__Data section__:
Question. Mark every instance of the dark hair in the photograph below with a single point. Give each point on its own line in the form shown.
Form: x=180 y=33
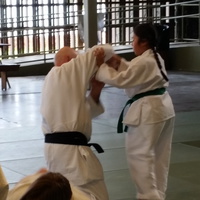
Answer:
x=147 y=33
x=50 y=186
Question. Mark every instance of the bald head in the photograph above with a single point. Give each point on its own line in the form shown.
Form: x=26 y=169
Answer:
x=64 y=55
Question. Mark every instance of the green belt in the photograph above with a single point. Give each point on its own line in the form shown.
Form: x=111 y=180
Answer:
x=158 y=91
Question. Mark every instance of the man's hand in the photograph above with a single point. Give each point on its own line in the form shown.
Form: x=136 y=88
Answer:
x=114 y=62
x=96 y=88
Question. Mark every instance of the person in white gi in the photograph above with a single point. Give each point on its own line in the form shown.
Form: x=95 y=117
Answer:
x=67 y=114
x=43 y=184
x=150 y=117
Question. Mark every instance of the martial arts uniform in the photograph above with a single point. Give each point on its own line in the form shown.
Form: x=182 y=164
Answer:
x=23 y=185
x=150 y=122
x=64 y=108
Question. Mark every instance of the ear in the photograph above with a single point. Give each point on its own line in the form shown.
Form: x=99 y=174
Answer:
x=144 y=44
x=67 y=58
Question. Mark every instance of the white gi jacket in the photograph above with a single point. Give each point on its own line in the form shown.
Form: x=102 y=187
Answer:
x=65 y=108
x=140 y=75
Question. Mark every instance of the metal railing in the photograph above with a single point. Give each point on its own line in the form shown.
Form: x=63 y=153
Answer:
x=44 y=34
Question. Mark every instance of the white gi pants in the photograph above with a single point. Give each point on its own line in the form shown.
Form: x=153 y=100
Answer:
x=148 y=149
x=80 y=166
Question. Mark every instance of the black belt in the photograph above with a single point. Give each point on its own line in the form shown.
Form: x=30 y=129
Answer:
x=71 y=138
x=158 y=91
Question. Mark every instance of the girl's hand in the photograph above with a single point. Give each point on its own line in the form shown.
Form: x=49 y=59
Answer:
x=100 y=55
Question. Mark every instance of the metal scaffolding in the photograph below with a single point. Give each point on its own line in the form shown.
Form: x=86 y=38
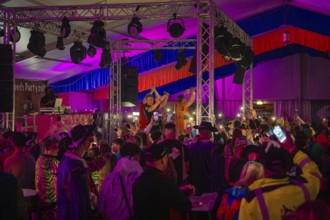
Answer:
x=247 y=91
x=206 y=13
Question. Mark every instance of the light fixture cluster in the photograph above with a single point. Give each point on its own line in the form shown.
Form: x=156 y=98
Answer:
x=65 y=32
x=231 y=48
x=134 y=28
x=175 y=26
x=98 y=38
x=12 y=38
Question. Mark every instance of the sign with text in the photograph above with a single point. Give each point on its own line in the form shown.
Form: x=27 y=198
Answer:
x=27 y=95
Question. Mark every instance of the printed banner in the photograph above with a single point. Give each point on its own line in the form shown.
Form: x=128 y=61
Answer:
x=27 y=95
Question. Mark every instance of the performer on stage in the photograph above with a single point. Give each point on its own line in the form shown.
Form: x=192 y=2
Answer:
x=181 y=110
x=149 y=105
x=48 y=100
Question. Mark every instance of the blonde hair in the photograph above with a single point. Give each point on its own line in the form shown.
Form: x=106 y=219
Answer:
x=251 y=171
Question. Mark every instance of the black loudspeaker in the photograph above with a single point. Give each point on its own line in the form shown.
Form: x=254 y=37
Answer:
x=129 y=85
x=205 y=49
x=6 y=78
x=239 y=74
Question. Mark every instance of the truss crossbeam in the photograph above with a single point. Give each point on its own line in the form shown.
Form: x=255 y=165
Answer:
x=184 y=9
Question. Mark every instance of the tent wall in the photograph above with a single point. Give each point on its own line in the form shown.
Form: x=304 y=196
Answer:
x=289 y=83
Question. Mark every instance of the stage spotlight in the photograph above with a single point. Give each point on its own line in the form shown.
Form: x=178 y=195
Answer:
x=236 y=49
x=17 y=36
x=37 y=43
x=222 y=41
x=98 y=35
x=65 y=27
x=158 y=56
x=134 y=27
x=60 y=44
x=105 y=58
x=181 y=61
x=175 y=26
x=91 y=51
x=77 y=52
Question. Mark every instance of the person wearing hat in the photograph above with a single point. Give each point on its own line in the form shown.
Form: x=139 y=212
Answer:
x=155 y=195
x=115 y=198
x=21 y=164
x=48 y=100
x=179 y=153
x=276 y=196
x=46 y=177
x=181 y=110
x=200 y=158
x=72 y=178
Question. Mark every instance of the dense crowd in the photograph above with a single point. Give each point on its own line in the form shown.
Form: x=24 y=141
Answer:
x=151 y=168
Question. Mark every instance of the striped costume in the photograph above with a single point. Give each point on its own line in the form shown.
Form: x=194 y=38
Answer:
x=45 y=179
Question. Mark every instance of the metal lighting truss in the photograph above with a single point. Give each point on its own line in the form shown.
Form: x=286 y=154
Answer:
x=247 y=94
x=115 y=115
x=205 y=12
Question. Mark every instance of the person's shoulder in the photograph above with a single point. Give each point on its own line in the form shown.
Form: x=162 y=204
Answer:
x=7 y=178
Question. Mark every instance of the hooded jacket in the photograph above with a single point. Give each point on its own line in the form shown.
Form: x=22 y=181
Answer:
x=111 y=199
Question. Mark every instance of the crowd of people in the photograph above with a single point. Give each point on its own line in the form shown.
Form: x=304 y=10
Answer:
x=151 y=169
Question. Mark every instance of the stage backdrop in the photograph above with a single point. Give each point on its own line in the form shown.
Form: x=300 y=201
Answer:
x=27 y=95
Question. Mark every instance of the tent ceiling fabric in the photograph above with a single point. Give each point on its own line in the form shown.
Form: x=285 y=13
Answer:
x=53 y=69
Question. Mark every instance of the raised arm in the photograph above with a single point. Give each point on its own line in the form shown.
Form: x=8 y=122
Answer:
x=164 y=102
x=157 y=96
x=191 y=98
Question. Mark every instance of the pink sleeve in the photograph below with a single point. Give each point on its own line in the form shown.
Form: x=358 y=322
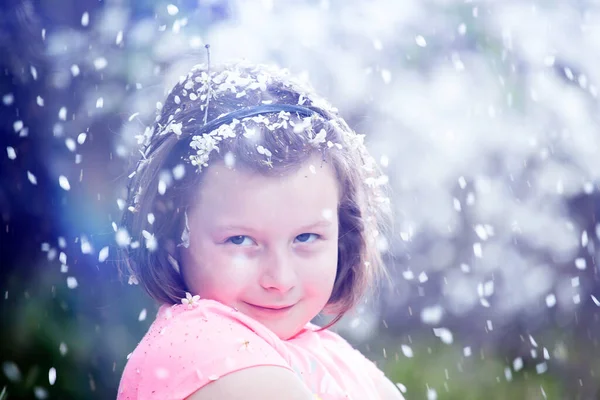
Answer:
x=189 y=348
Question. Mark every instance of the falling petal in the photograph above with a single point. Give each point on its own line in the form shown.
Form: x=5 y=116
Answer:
x=71 y=282
x=64 y=183
x=100 y=63
x=8 y=99
x=103 y=254
x=172 y=9
x=62 y=113
x=31 y=178
x=52 y=376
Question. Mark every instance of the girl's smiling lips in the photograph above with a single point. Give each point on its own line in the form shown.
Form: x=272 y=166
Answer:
x=269 y=311
x=271 y=308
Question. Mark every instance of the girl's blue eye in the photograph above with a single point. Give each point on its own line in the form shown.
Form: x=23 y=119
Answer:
x=240 y=240
x=307 y=237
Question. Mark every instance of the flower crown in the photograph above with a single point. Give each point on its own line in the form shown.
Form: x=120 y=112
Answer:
x=202 y=86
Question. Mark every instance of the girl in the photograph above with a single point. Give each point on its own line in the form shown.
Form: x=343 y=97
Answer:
x=253 y=209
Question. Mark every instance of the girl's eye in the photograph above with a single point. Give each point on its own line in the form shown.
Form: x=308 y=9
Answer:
x=240 y=240
x=307 y=237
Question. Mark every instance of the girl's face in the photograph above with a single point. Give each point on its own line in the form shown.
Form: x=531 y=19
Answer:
x=267 y=246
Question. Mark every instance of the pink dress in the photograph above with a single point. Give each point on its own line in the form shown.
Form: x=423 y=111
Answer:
x=187 y=348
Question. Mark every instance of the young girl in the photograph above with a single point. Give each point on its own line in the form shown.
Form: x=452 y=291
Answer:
x=253 y=209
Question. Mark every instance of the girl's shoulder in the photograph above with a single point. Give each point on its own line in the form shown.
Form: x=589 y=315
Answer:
x=189 y=346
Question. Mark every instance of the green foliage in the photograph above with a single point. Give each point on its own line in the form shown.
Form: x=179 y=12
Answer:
x=445 y=370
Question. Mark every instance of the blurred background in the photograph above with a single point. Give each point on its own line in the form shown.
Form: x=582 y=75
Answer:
x=484 y=115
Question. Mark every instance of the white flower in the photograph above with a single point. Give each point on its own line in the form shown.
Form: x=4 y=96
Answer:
x=190 y=301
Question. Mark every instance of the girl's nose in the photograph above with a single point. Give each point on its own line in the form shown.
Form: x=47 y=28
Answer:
x=277 y=272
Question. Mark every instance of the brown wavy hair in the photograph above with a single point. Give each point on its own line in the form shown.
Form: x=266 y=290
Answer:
x=363 y=210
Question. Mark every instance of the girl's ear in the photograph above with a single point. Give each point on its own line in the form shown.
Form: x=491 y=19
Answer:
x=174 y=263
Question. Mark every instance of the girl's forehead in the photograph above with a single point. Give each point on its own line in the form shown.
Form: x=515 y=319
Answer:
x=309 y=189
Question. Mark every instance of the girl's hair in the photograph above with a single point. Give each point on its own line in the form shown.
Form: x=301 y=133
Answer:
x=162 y=186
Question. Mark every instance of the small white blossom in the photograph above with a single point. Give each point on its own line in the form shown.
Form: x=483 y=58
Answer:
x=190 y=301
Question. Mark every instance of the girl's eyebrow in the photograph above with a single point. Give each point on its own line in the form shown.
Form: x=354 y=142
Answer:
x=241 y=228
x=319 y=224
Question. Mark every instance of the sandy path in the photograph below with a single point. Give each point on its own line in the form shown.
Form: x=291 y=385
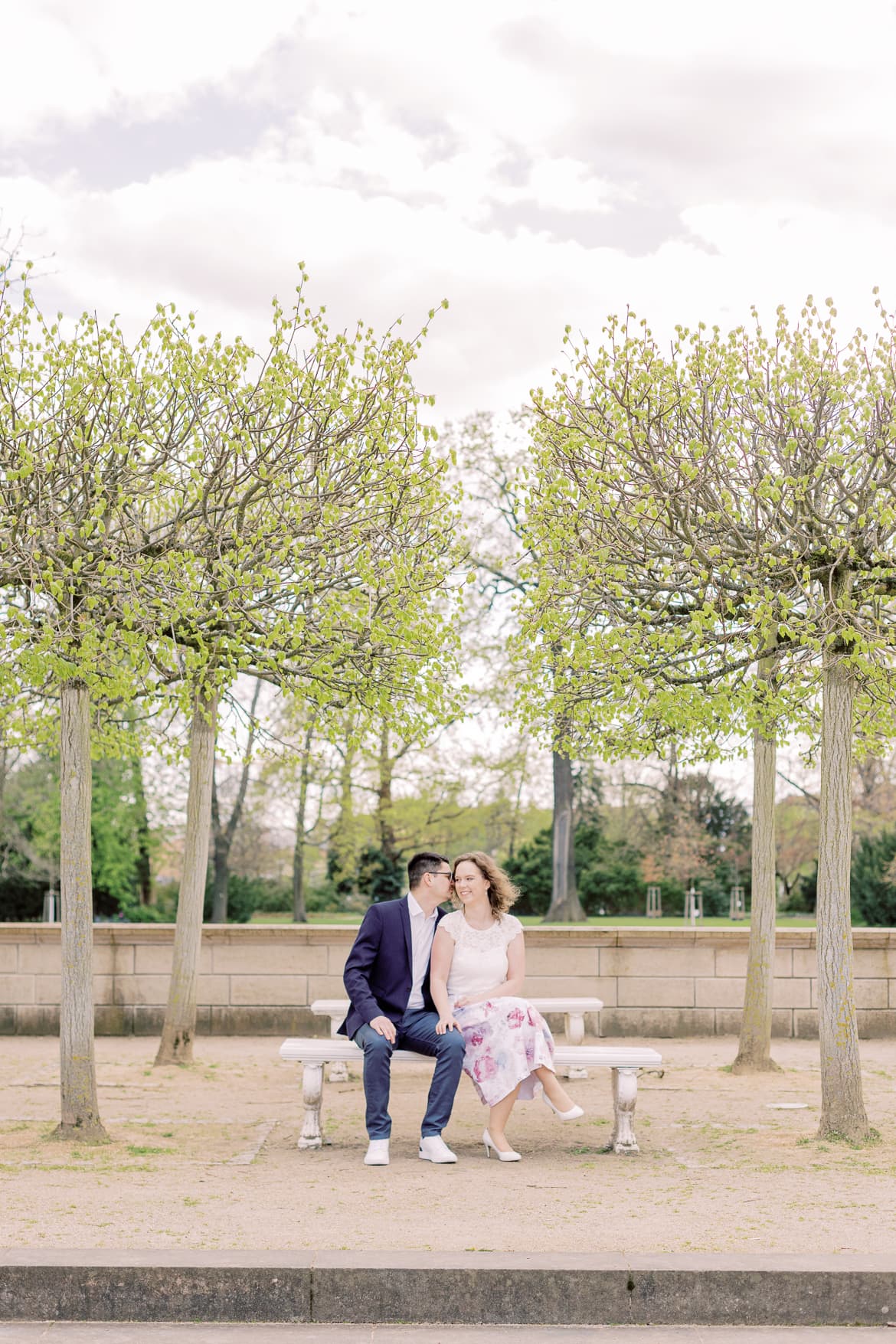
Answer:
x=718 y=1171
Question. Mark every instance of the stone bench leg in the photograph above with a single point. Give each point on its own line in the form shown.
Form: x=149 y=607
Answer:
x=575 y=1035
x=625 y=1094
x=312 y=1097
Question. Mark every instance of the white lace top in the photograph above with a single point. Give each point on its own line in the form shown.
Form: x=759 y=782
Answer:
x=480 y=959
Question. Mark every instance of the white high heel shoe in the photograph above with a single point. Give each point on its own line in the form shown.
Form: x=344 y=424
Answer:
x=491 y=1146
x=564 y=1114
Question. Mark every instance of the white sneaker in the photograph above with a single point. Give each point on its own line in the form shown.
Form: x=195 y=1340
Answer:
x=377 y=1153
x=434 y=1149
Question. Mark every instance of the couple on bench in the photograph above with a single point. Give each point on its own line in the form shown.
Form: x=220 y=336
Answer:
x=449 y=986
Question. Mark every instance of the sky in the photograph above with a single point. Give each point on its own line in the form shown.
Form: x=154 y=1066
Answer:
x=535 y=163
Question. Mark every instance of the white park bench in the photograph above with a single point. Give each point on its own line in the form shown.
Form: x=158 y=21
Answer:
x=573 y=1009
x=625 y=1062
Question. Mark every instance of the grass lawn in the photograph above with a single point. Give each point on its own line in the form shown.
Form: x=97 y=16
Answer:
x=606 y=921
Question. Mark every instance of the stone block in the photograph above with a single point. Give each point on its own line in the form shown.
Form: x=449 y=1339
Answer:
x=147 y=1019
x=290 y=991
x=38 y=1020
x=648 y=963
x=16 y=989
x=561 y=987
x=869 y=993
x=213 y=989
x=719 y=993
x=728 y=1022
x=113 y=959
x=875 y=963
x=156 y=960
x=659 y=1022
x=103 y=989
x=336 y=959
x=47 y=989
x=114 y=1020
x=732 y=961
x=868 y=963
x=253 y=1020
x=792 y=993
x=142 y=989
x=656 y=992
x=562 y=961
x=875 y=1023
x=272 y=960
x=325 y=987
x=41 y=959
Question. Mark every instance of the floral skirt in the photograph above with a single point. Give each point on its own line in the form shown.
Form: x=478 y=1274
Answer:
x=505 y=1039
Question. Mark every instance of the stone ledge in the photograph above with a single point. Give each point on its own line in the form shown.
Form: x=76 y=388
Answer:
x=468 y=1288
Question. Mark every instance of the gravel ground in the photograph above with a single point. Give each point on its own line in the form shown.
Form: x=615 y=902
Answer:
x=204 y=1156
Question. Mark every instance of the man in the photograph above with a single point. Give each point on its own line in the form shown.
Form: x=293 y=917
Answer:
x=388 y=977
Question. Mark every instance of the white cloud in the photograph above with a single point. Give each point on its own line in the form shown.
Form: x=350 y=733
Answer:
x=66 y=64
x=534 y=163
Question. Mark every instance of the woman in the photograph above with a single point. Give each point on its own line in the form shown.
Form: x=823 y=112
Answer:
x=476 y=979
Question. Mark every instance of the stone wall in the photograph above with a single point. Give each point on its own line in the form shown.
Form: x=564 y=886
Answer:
x=260 y=980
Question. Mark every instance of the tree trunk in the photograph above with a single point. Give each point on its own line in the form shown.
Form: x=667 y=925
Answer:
x=224 y=836
x=78 y=1075
x=384 y=828
x=754 y=1050
x=221 y=867
x=144 y=862
x=176 y=1046
x=343 y=845
x=564 y=901
x=300 y=914
x=842 y=1109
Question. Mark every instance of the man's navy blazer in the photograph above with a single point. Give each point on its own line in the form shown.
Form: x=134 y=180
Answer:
x=379 y=970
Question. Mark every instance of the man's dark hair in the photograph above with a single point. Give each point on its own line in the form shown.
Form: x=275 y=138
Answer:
x=420 y=863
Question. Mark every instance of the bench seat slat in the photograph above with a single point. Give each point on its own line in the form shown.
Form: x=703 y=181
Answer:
x=324 y=1051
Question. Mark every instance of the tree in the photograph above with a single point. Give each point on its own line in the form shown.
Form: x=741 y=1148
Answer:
x=872 y=886
x=315 y=532
x=82 y=418
x=755 y=479
x=224 y=832
x=511 y=569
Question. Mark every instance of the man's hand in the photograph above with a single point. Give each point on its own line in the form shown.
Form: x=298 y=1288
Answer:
x=386 y=1027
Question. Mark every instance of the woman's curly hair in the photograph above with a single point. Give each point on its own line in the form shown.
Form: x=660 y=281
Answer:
x=502 y=890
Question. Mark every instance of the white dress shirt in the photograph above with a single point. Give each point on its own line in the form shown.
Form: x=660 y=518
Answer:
x=422 y=932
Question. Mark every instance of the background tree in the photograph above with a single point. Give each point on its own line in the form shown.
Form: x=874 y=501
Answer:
x=502 y=553
x=224 y=831
x=308 y=554
x=769 y=463
x=80 y=422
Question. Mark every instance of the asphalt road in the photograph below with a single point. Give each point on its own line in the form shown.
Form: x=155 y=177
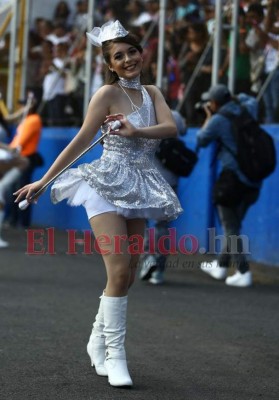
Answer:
x=190 y=339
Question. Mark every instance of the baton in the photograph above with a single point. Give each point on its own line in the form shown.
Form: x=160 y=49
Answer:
x=110 y=127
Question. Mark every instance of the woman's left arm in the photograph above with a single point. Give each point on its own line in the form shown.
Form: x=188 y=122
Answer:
x=165 y=127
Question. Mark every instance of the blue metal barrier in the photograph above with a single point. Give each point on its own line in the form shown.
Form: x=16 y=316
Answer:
x=260 y=225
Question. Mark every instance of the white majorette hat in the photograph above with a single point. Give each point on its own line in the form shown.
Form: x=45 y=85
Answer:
x=110 y=30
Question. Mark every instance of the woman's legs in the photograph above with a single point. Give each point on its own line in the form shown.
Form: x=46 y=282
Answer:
x=114 y=232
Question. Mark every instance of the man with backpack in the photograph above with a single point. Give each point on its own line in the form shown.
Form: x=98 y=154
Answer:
x=231 y=122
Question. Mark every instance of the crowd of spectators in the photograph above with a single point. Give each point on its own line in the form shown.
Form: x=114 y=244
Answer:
x=56 y=59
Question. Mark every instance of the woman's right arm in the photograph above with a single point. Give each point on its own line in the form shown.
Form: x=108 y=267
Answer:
x=98 y=108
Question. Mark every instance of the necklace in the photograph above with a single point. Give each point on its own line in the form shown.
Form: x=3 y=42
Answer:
x=130 y=83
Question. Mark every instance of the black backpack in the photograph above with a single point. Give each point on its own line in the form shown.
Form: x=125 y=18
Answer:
x=256 y=154
x=175 y=156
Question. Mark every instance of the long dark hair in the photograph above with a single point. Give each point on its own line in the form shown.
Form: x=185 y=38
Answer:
x=112 y=77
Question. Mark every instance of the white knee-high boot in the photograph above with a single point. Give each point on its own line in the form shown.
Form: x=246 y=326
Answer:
x=115 y=310
x=96 y=347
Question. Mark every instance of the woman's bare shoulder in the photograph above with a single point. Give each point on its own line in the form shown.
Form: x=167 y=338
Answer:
x=153 y=90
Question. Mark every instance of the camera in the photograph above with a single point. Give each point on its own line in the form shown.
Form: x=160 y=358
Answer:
x=199 y=106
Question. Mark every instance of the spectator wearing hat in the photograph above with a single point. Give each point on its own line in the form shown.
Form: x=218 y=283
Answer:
x=25 y=142
x=218 y=128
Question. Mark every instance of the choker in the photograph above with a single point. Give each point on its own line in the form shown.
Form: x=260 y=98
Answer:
x=130 y=83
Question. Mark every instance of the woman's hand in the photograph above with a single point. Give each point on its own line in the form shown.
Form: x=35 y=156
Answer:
x=126 y=129
x=27 y=191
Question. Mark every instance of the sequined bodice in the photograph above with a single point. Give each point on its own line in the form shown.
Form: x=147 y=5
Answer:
x=134 y=150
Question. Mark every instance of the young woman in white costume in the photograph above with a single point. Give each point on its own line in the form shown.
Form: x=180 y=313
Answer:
x=121 y=189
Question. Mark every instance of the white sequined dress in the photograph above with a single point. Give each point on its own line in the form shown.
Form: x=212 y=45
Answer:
x=124 y=178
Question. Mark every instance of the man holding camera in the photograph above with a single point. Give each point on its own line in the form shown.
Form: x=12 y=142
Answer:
x=218 y=128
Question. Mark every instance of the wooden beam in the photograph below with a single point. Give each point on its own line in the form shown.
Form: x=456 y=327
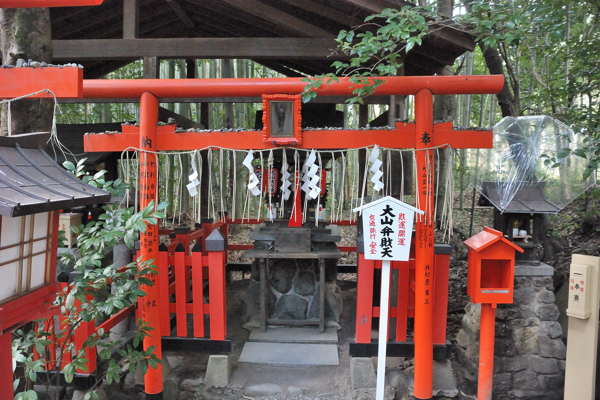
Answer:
x=377 y=6
x=131 y=19
x=151 y=68
x=325 y=11
x=239 y=21
x=180 y=13
x=164 y=114
x=100 y=20
x=272 y=14
x=318 y=99
x=114 y=49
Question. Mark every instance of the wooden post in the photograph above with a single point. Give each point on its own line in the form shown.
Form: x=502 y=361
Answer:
x=181 y=290
x=424 y=247
x=364 y=299
x=163 y=289
x=149 y=239
x=198 y=288
x=81 y=334
x=215 y=245
x=383 y=328
x=486 y=351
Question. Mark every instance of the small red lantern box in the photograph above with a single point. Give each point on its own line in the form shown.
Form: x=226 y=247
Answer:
x=491 y=267
x=282 y=119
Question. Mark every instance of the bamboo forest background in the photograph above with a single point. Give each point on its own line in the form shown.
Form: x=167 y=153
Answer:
x=547 y=51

__Aim of the task__:
Please reproduce exactly and only the lines from the first line of the records through the line containing "Question. Mark every instance of the green belt", both included, omitting any pictures.

__Output__:
Question. Mark every instance of the dark hair in the photograph below with a single point. Give each point on its own line in the form shown.
Form: x=180 y=33
Answer:
x=147 y=33
x=50 y=186
Question. Mark every instance of the bald head in the photograph above with a single point. Give each point on its own line in the form shown.
Form: x=26 y=169
Answer:
x=64 y=55
Question. Mark every instance of the green belt in the photograph above with a single point. Give each point on its own line in the form shown.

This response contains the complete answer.